EXCERPT >>

Financing challenges facing MedTech innovators
Globally, MedTech startups have access to both grant and equity (VC) funding at all stages of product development. Thankfully for Indian startups, grant funding for innovative MedTech projects has increased exponentially over the last few years. BIRAC, the funding arm of the Department of Biotechnology, has been instrumental in this happy development. Under the leadership of Dr Renu Swarup, BIRAC has funded more than 100 MedTech projects, and been instrumental in the design and development of many innovative technologies addressing critical Indian challenges. Additionally, there are other international foundations such as Millennium Alliance, Gates Foundation, Lemelson Foundation, and USAID that provide grants to the Indian MedTech sector.
Venture capital investment in MedTech startups has also been increasing over the years- however; it is still negligible compared to digital and consumer sectors. This is largely due to the relatively long timelines in MedTech – 3-5 years for product development, and another 3-4 years for commercial success. However, given the breadth of opportunities in this sector, and the relatively low number of startups, this sector is getting increasing interest from savvy VCs and family offices.
The MedTech market- The Public Procurement Challenge
Most innovative MedTech products in India today have been designed and developed for low-resource, low-skill, public health facilities, and can transform healthcare for low-income consumers who depend on public healthcare. However, over 90% of MedTech procurement in government happens through the tender system- where multiple companies bid to supply a (commodity) product, typically competing on price. This method does not work for an innovative product, which is manufactured and supplied by just one company, the innovator. This systemic issue leads to unacceptable delays, and sometimes outright rejection, in deploying life-saving, affordable, innovative, technologies that are made for India.
A defined public procurement system, specifically for indigenous innovative products, perhaps certified by the central government, would go a long way in getting these innovations into the public healthcare system, where they can save innumerable lives. Deployment of such innovations can also be supported through the creation of an Innovation Fund, which funds procurement and deployment of relevant innovations in a pilot district- to generate real-world data on effectiveness and outcomes and drive nationwide adoption of the best innovations.
Partnership with established MedTech companies
After a startup develops an innovative product, it faces further challenges in manufacturing, commercialization, distribution, and service. In the West, a startup typically partners with a large MedTech company, which takes on these activities. This partnering ecosystem is still nascent in India, with the result that most startups focus on these activities themselves, and not on their core competency of innovation and product development. As the ecosystem matures, it is hoped that India too sees such partnerships between startups and established companies, which get these lifesaving innovations to the market faster, and allow the innovators to focus on what they do best- innovate.
The Indian MedTech sector is coming of age- as evidenced by the strong growth in innovative startups that are creating novel technologies to solve Indian, and global, challenges. It is important to nurture and support such indigenous innovation in these early days – as they can make India the MedTech innovation hub for global emerging markets.

DATA EXCERPTS >>
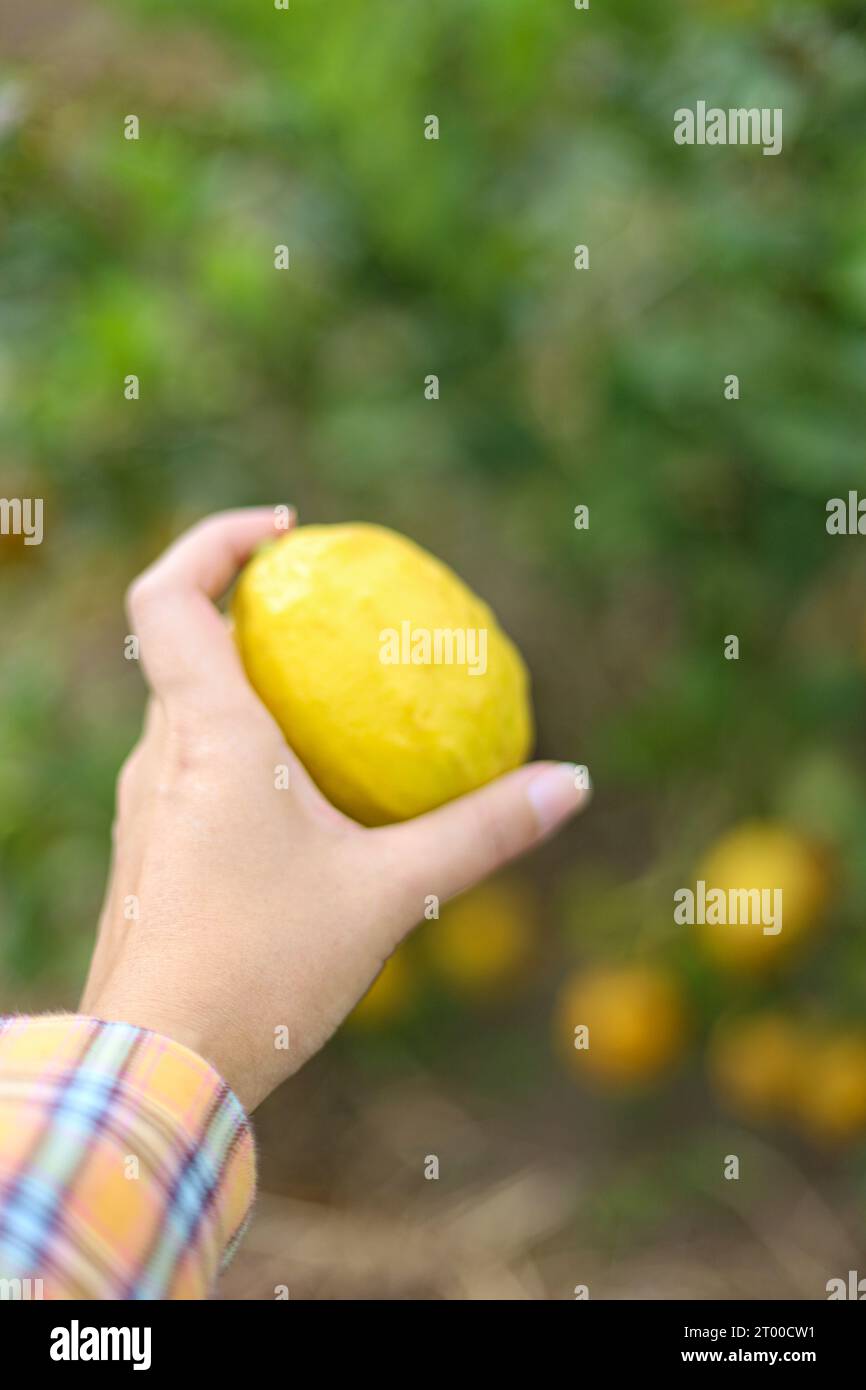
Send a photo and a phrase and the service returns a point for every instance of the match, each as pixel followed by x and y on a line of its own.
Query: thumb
pixel 452 848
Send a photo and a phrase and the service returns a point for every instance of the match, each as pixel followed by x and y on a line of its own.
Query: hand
pixel 234 908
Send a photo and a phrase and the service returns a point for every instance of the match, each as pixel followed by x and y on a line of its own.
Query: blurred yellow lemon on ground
pixel 622 1025
pixel 389 995
pixel 831 1094
pixel 389 679
pixel 769 858
pixel 484 940
pixel 755 1064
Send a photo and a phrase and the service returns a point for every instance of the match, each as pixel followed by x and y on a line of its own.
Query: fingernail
pixel 558 792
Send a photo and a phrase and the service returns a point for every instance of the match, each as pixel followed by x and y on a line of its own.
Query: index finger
pixel 184 641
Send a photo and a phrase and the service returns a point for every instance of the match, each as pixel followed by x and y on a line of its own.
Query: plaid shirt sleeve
pixel 127 1166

WHAT TO PRODUCE >> Print the part of the Indian MedTech excerpt that begins at the words "Financing challenges facing" and stops after the words "Indian MedTech sector.", word for word.

EXERCISE ANSWER >>
Financing challenges facing MedTech innovators
Globally, MedTech startups have access to both grant and equity (VC) funding at all stages of product development. Thankfully for Indian startups, grant funding for innovative MedTech projects has increased exponentially over the last few years. BIRAC, the funding arm of the Department of Biotechnology, has been instrumental in this happy development. Under the leadership of Dr Renu Swarup, BIRAC has funded more than 100 MedTech projects, and been instrumental in the design and development of many innovative technologies addressing critical Indian challenges. Additionally, there are other international foundations such as Millennium Alliance, Gates Foundation, Lemelson Foundation, and USAID that provide grants to the Indian MedTech sector.